------ Passage shown ------

Brent crude remains well supported on dips to USD 100.00 a barrel, with resistance at USD 110.00. WTI is trading in a noisy USD 100.00 to USD 108.00 range. In the bigger picture, Brent crude is still in a broader USD 100.00 to USD 120.00 range and WTI in a USD 95.00 to USD 115.00 range. Only a weekly close above or below those levels signals a new directional move.
Gold markets trade sideways ahead of the FOMC
Gold traded in a USD 30 dollar range overnight between USD 1850.00 and USD 1880.00 an ounce, moving inversely to the US dollar's intra-day moves. It crept to a 0.27% gain to USD 1868.00 an ounce by the New York close. In Asia, holidays and the FOMC meeting are impacting volatility as well, gold edging slightly lower to USD 1866.00 in directionless trading.
Like everything else, the FOMC statement will determine gold's near-term direction unless the decision is either a 0.25% or 0.75% hike. From a technical perspective, gold still looks vulnerable and is relying on US dollar falls tonight to steady the ship. It has been unable to regain the USD 1880.00 an ounce region, which is also its 100-day moving average (DMA). Support lies at USD 1850.00 and then the tip of the breakout triangle at USD 1835.00.

------ Extracted information ------

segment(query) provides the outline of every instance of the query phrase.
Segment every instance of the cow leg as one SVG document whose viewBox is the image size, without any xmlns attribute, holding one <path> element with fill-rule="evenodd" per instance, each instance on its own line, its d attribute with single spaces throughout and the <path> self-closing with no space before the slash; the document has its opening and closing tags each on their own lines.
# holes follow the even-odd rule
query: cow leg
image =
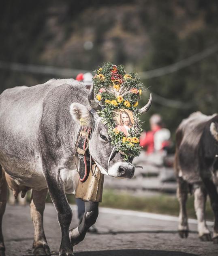
<svg viewBox="0 0 218 256">
<path fill-rule="evenodd" d="M 76 228 L 70 230 L 70 237 L 73 246 L 83 240 L 88 229 L 95 223 L 98 215 L 98 202 L 85 202 L 85 207 L 82 222 Z"/>
<path fill-rule="evenodd" d="M 208 193 L 214 215 L 213 241 L 214 243 L 218 244 L 218 193 L 217 188 L 209 178 L 203 178 L 203 180 Z"/>
<path fill-rule="evenodd" d="M 47 172 L 46 175 L 48 188 L 54 205 L 61 231 L 61 242 L 59 256 L 73 256 L 73 246 L 69 236 L 69 229 L 72 218 L 72 210 L 69 205 L 59 178 L 55 174 Z"/>
<path fill-rule="evenodd" d="M 194 189 L 194 209 L 198 220 L 199 237 L 203 241 L 211 241 L 210 232 L 207 226 L 205 217 L 205 205 L 207 200 L 207 191 L 203 186 Z"/>
<path fill-rule="evenodd" d="M 51 255 L 43 227 L 43 214 L 47 191 L 47 188 L 41 191 L 33 189 L 30 204 L 30 214 L 34 226 L 33 253 L 36 256 Z"/>
<path fill-rule="evenodd" d="M 186 212 L 186 203 L 188 191 L 187 182 L 182 177 L 177 180 L 177 197 L 180 203 L 178 232 L 182 238 L 187 237 L 188 235 L 188 225 Z"/>
<path fill-rule="evenodd" d="M 7 182 L 4 172 L 0 165 L 0 256 L 5 256 L 5 247 L 2 234 L 2 217 L 7 202 Z"/>
</svg>

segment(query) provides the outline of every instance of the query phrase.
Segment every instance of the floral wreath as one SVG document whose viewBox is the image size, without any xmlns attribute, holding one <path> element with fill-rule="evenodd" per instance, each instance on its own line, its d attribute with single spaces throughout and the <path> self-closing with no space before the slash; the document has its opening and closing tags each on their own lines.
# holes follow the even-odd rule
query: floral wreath
<svg viewBox="0 0 218 256">
<path fill-rule="evenodd" d="M 126 160 L 138 156 L 142 148 L 139 138 L 143 131 L 141 114 L 136 107 L 142 93 L 139 76 L 135 72 L 127 74 L 123 65 L 117 66 L 110 63 L 94 72 L 96 73 L 93 78 L 94 95 L 103 107 L 98 114 L 108 128 L 110 143 L 125 155 Z M 128 136 L 115 128 L 113 120 L 113 111 L 121 108 L 128 109 L 133 114 L 134 124 L 128 131 Z"/>
</svg>

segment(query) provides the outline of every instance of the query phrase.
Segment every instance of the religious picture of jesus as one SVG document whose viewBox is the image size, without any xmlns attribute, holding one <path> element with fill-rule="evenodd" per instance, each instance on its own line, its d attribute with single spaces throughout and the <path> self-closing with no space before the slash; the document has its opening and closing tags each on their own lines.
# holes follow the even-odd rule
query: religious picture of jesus
<svg viewBox="0 0 218 256">
<path fill-rule="evenodd" d="M 132 111 L 126 108 L 120 108 L 113 111 L 113 119 L 115 128 L 128 137 L 128 131 L 134 124 L 133 115 Z"/>
</svg>

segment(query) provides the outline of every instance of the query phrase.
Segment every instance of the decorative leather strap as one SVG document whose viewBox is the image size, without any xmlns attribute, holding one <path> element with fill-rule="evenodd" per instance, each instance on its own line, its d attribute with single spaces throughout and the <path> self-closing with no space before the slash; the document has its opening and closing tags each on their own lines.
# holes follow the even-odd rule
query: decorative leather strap
<svg viewBox="0 0 218 256">
<path fill-rule="evenodd" d="M 82 127 L 76 145 L 79 159 L 79 173 L 80 181 L 84 182 L 88 176 L 90 169 L 90 154 L 88 149 L 90 128 Z"/>
</svg>

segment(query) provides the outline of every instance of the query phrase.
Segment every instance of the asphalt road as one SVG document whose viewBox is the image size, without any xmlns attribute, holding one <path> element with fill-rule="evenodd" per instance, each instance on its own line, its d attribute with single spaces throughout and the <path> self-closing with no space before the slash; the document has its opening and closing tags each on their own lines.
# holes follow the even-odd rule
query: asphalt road
<svg viewBox="0 0 218 256">
<path fill-rule="evenodd" d="M 76 211 L 73 212 L 72 227 L 77 222 Z M 58 255 L 60 229 L 52 204 L 47 204 L 44 216 L 52 255 Z M 75 256 L 218 255 L 218 245 L 199 239 L 194 221 L 190 224 L 193 232 L 186 239 L 179 237 L 176 221 L 165 215 L 101 208 L 96 223 L 99 233 L 88 233 L 74 252 Z M 211 226 L 210 228 L 212 231 Z M 32 255 L 33 228 L 28 206 L 8 205 L 3 230 L 7 256 Z"/>
</svg>

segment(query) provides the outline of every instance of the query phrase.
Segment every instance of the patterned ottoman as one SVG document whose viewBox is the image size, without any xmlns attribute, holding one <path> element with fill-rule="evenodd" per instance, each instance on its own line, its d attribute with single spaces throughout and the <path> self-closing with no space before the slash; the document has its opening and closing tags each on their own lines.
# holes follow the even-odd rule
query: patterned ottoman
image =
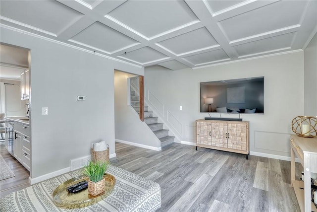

------

[Exercise tasks]
(a) Write out the part of the market commentary that opens with the words containing "Gold markets trade" and closes with "at USD 1835.00.".
(b) In the market commentary, what support levels are given for gold?
The rows play no part in what follows.

[Task solutions]
(a)
Gold markets trade sideways ahead of the FOMC
Gold traded in a USD 30 dollar range overnight between USD 1850.00 and USD 1880.00 an ounce, moving inversely to the US dollar's intra-day moves. It crept to a 0.27% gain to USD 1868.00 an ounce by the New York close. In Asia, holidays and the FOMC meeting are impacting volatility as well, gold edging slightly lower to USD 1866.00 in directionless trading.
Like everything else, the FOMC statement will determine gold's near-term direction unless the decision is either a 0.25% or 0.75% hike. From a technical perspective, gold still looks vulnerable and is relying on US dollar falls tonight to steady the ship. It has been unable to regain the USD 1880.00 an ounce region, which is also its 100-day moving average (DMA). Support lies at USD 1850.00 and then the tip of the breakout triangle at USD 1835.00.

(b) USD 1850.00, and then the tip of the breakout triangle at USD 1835.00.